[START OF SOURCE EXTRACT]

# Removing stem on Seiko 7N43



## greg_9 (Sep 15, 2006)

Can the stem/crown be removed from the Seiko 7N43 movement?

I have a cheap quartz Seiko that says 7N43-8A39 on the back.

I've read the below post on removing the stem (and others), but I can't find any release lever or button or screw. All I've accomplished is bending some metal in the movement and hacking up some plastic.

http://www.pmwf.com/Watches/WatchSc...nt/WS 11 How to remove and replace a movt.htm

Any tips or advice would be appreciated. Thanks.


----------



## bry1975 (Aug 28, 2006)

Hi Greg,

From What I recall the 7N** calibers are alittle tricky. One guy had to send the 7N36c from his Swtooth to be serviced, as he'd buggered the date mechanism, due to trying to remove the stem.


----------



## greg_9 (Sep 15, 2006)

bry1975 said:


> Hi Greg,
> 
> From What I recall the 7N** calibers are alittle tricky. One guy had to send the 7N36c from his Swtooth to be serviced, as he'd buggered the date mechanism, due to trying to remove the stem.


Bry, your post was incredibly helpful. You caused me to search on the 7N36c movement and get this link:

http://www.larrybiggs.net/scwf/index.php?mod=103&action=0&id=1154372138

I then was able to find an almost invisible lever and the stem came out! Thanks!

Hopefully, I'll be able to get it back in after cleaning the dial.


----------



## TNT13 (Aug 17, 2008)

Wow you never know when a post comes in handy!

I'm trying to fix my dad's old watch and did a quick search and presto!

Damn this little bugger is hard to see!


----------

[END OF SOURCE EXTRACT]
[START OF GIVEN INFORMATION]

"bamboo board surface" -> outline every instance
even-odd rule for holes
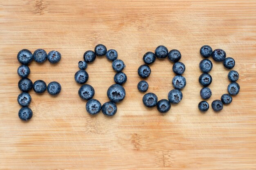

[END OF GIVEN INFORMATION]

- _PARTS OF THE EXERCISE_:
a: Name every forum username that appears as a poster in the Seiko 7N43 thread.
b: Substitute "timepiece" for "watch" and write out the part of the Seiko 7N43 thread starting with "## TNT13 (Aug" and going on through "hard to see!".

- _TASK-BY-TASK ANSWERS_:
a: greg_9, bry1975, TNT13

b:
## TNT13 (Aug 17, 2008)

Wow you never know when a post comes in handy!

I'm trying to fix my dad's old timepiece and did a quick search and presto!

Damn this little bugger is hard to see!